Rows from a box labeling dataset
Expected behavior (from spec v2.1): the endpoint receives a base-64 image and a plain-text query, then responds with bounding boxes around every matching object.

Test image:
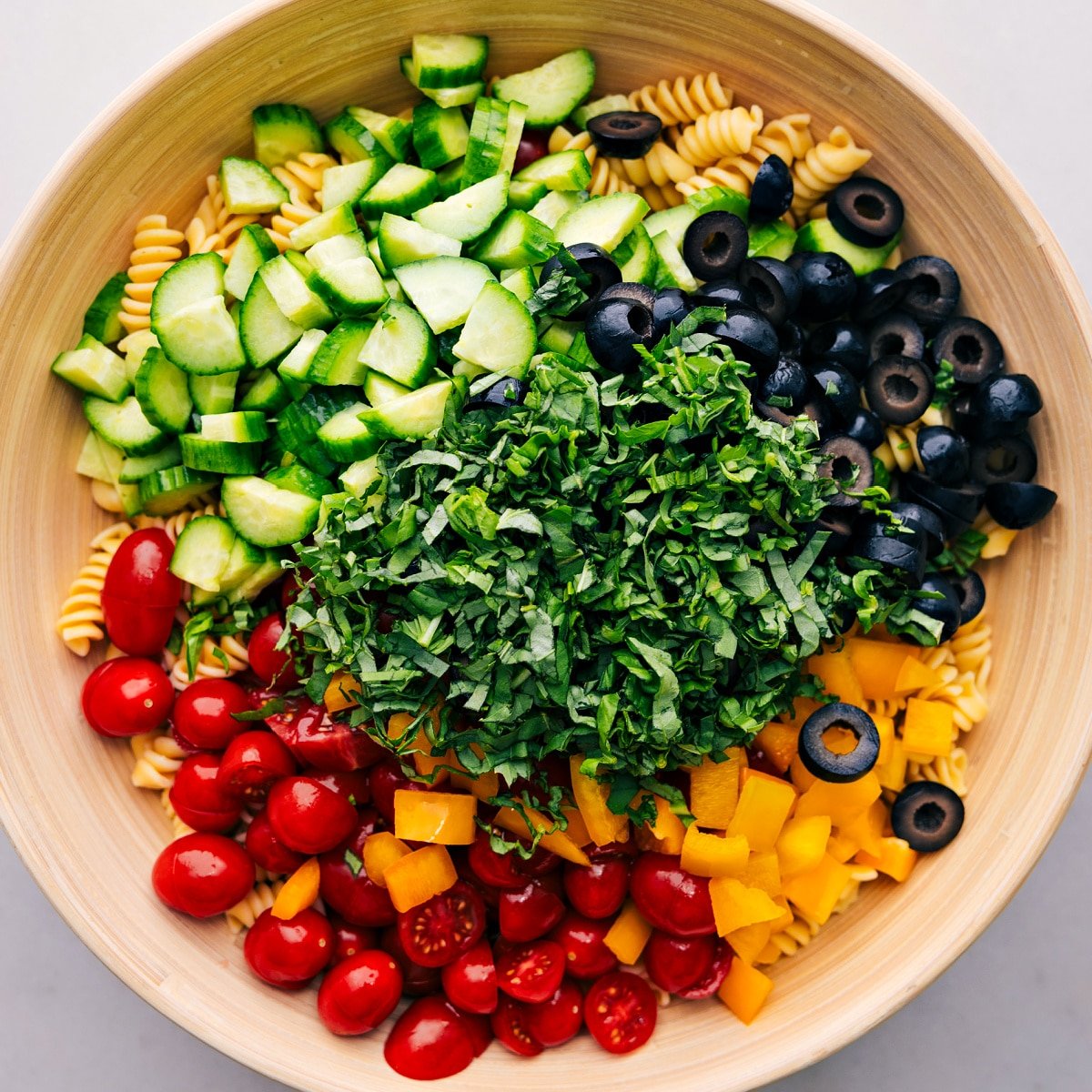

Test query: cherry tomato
[152,834,255,917]
[219,728,296,799]
[244,808,307,874]
[174,679,251,750]
[643,929,716,994]
[81,656,175,738]
[314,947,402,1036]
[584,971,657,1054]
[526,979,584,1047]
[399,880,485,966]
[490,997,542,1058]
[247,612,299,690]
[383,997,475,1081]
[440,940,497,1014]
[498,880,564,941]
[170,753,242,834]
[242,907,334,989]
[267,776,356,856]
[629,853,716,937]
[551,911,618,978]
[102,528,182,656]
[564,857,629,917]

◆ WHAT IS NEEDED
Repeat every line of the entries above verbatim, leaving out the pictures.

◆ SOLUTION TO THIS PROBLEM
Expected behavior (from spec v2.1): the endpoint receives a base-64 image and a plain-text query, then responds with bounding boxes around every matching object.

Test image:

Test query: cherry tomato
[152,834,255,917]
[219,728,296,799]
[244,808,307,874]
[174,679,251,750]
[643,929,716,994]
[81,656,175,738]
[314,947,402,1036]
[584,971,657,1054]
[526,979,584,1047]
[399,880,485,966]
[490,997,542,1058]
[247,612,299,690]
[383,997,475,1081]
[440,940,497,1014]
[498,880,564,941]
[170,753,242,834]
[242,907,334,989]
[267,776,356,856]
[629,853,716,937]
[551,911,618,978]
[102,528,182,656]
[564,857,629,917]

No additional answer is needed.